Present each line of the records below as a Markdown table with the columns Row and Line, numbering the rows and omitting blank lines. Leave the pictures out of the table.

(Region outline entries)
— START —

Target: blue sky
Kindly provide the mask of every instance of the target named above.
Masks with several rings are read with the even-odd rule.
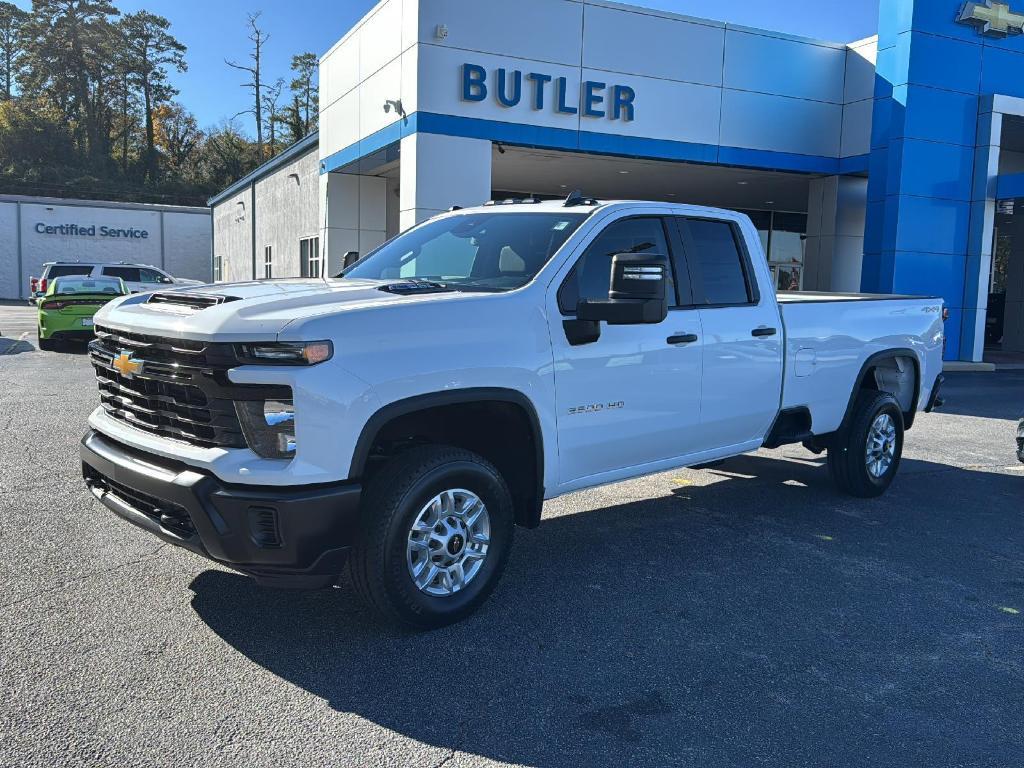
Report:
[[[25,8],[31,5],[31,0],[15,2]],[[287,79],[293,53],[323,53],[373,7],[374,0],[115,0],[115,4],[122,12],[145,8],[171,20],[174,35],[188,46],[189,70],[174,78],[178,98],[205,128],[249,106],[247,91],[239,86],[245,73],[224,65],[225,57],[246,56],[248,12],[262,11],[263,29],[270,34],[263,63],[268,79]],[[837,42],[878,31],[879,0],[633,0],[633,4]],[[252,130],[251,118],[240,120]]]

— END —

TASK RESPONSE:
| Row | Line |
|---|---|
| 1 | Target: blue sky |
| 2 | Kindly provide the mask of every instance of the target named above. |
| 3 | Masks with several rings are read with the even-odd rule. |
| 4 | Report: |
| 5 | [[[25,8],[31,5],[31,0],[15,2]],[[287,79],[293,53],[323,53],[373,7],[374,0],[115,0],[115,4],[122,12],[145,8],[171,20],[174,35],[188,46],[189,70],[174,78],[178,98],[205,128],[249,106],[247,91],[239,86],[245,73],[224,65],[225,57],[246,56],[248,12],[262,11],[263,29],[270,34],[263,63],[268,79]],[[837,42],[878,31],[879,0],[633,0],[633,4]],[[252,130],[251,118],[240,120]]] |